*TASK:*
Pull out every line of the records that contains the word "background", treating uppercase and lowercase letters as different.

----

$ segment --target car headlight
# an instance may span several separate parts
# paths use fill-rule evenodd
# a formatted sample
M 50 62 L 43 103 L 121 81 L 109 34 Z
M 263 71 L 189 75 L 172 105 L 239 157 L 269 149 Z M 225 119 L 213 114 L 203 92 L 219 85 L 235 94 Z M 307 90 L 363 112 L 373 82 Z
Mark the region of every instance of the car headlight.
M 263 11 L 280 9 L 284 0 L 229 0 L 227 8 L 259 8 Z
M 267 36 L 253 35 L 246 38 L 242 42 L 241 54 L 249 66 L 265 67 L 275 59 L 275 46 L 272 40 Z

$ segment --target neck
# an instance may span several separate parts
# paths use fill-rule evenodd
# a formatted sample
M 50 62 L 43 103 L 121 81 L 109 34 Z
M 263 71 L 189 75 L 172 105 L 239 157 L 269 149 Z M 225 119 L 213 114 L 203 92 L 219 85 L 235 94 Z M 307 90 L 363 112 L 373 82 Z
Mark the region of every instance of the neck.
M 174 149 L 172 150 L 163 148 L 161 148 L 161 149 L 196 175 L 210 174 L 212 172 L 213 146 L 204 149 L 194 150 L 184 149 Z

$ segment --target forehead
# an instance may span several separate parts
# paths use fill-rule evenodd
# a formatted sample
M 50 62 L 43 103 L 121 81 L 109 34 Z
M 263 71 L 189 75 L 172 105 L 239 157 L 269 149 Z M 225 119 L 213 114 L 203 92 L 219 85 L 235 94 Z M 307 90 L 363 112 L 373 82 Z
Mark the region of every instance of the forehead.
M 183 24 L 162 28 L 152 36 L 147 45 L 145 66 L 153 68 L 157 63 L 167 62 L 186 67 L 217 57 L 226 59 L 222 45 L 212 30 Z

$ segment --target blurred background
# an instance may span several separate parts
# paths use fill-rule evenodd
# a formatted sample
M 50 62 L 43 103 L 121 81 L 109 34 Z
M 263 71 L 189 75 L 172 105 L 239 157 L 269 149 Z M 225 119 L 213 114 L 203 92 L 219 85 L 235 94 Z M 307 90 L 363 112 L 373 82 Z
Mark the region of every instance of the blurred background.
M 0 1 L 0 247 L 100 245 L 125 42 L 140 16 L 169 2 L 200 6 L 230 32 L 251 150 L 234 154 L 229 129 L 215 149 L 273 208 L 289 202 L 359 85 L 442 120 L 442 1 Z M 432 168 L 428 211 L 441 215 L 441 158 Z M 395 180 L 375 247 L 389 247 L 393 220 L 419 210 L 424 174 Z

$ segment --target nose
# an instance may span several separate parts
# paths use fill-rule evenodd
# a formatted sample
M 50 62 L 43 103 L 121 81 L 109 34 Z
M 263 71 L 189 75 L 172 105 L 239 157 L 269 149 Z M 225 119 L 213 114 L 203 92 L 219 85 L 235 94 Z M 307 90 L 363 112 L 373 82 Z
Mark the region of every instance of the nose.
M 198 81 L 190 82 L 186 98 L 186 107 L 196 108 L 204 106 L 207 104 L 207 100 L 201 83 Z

----

*RESPONSE BELOW:*
$ segment --target blurred background
Mark the region of every instance of the blurred background.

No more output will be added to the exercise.